### EXERCISE AIM:
Write exactly, with no line omitted or added, the span beginning at the line that holds "Point to the green flower." and ending at the last line of the records.

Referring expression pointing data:
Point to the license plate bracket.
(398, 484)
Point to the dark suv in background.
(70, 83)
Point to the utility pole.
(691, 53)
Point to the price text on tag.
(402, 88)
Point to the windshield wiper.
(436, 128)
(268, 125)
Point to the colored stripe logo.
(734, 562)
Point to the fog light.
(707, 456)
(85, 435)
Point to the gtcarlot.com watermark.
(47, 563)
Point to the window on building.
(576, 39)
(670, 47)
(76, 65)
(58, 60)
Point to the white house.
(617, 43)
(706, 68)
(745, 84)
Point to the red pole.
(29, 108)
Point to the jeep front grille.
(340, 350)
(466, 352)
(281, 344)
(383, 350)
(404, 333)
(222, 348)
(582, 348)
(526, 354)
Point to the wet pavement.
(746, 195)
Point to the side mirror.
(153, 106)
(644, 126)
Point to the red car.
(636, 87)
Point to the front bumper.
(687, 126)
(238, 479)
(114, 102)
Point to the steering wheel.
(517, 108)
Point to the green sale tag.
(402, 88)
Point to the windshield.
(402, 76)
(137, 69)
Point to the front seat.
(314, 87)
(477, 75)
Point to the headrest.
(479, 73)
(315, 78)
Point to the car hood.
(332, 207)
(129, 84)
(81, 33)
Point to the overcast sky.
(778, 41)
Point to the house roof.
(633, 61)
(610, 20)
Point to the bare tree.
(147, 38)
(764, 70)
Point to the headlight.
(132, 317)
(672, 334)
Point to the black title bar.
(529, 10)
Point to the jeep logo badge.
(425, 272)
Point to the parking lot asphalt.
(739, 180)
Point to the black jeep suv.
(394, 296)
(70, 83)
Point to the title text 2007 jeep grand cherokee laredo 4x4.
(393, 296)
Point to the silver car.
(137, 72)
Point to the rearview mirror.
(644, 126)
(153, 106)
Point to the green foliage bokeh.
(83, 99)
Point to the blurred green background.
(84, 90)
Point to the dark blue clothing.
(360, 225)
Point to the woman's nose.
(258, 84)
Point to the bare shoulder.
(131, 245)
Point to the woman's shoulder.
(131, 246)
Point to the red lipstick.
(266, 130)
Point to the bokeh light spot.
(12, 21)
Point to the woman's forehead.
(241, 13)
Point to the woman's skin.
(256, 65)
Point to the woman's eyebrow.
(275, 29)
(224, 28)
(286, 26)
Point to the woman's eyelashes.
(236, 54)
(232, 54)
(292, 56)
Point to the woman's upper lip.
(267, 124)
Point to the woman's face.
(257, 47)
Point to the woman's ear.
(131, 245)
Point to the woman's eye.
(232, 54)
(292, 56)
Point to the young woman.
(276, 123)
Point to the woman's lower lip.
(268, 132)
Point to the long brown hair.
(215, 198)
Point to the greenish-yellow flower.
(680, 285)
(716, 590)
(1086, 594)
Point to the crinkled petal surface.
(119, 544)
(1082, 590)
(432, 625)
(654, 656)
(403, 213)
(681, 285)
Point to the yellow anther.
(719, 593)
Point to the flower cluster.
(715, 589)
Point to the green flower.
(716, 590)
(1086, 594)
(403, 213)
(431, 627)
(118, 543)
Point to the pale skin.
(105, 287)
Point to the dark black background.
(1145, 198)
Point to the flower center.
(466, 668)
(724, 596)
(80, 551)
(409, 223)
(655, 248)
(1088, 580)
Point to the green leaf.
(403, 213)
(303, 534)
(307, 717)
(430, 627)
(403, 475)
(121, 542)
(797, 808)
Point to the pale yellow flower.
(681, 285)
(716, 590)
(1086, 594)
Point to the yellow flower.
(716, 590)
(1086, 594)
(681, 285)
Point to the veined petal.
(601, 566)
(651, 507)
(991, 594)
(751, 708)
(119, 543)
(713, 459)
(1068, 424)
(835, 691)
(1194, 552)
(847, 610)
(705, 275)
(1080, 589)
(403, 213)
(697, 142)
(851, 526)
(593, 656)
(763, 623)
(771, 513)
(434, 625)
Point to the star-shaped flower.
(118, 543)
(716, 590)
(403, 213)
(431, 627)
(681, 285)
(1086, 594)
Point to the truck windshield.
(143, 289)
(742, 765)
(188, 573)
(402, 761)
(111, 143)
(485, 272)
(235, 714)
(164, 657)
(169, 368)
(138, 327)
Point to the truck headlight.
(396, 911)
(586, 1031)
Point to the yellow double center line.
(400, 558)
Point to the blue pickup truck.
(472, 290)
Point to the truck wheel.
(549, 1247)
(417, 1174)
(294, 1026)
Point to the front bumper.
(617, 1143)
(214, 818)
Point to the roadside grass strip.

### WRITTEN REPLY:
Point to the green flower.
(716, 590)
(1086, 594)
(403, 213)
(431, 627)
(118, 543)
Point to the pale skin.
(105, 287)
Point to the dark black background.
(1145, 198)
Point to the flower center.
(466, 668)
(724, 596)
(80, 551)
(409, 223)
(655, 248)
(1088, 580)
Point to the green leaf.
(403, 213)
(303, 534)
(307, 717)
(430, 627)
(403, 475)
(121, 542)
(797, 808)
Point to the pale yellow flower.
(681, 285)
(716, 590)
(1086, 594)
Point to the yellow flower.
(716, 590)
(1086, 594)
(681, 285)
Point to the veined petal.
(601, 566)
(651, 507)
(991, 594)
(751, 708)
(119, 543)
(713, 459)
(1068, 424)
(835, 691)
(1194, 552)
(847, 610)
(705, 275)
(1080, 589)
(403, 213)
(697, 142)
(851, 526)
(593, 656)
(763, 623)
(771, 513)
(434, 625)
Point to the star-shaped flower.
(118, 543)
(716, 590)
(403, 213)
(431, 627)
(681, 285)
(1086, 594)
Point to the truck windshield.
(143, 289)
(742, 765)
(188, 573)
(402, 761)
(111, 143)
(485, 272)
(235, 714)
(164, 657)
(169, 368)
(138, 327)
Point to the truck headlight.
(396, 911)
(586, 1031)
Point to the yellow double center line.
(400, 558)
Point to the blue pickup truck.
(472, 290)
Point to the truck wheel.
(549, 1247)
(417, 1174)
(294, 1026)
Point to the front bumper.
(617, 1143)
(214, 818)
Point to the roadside grass strip.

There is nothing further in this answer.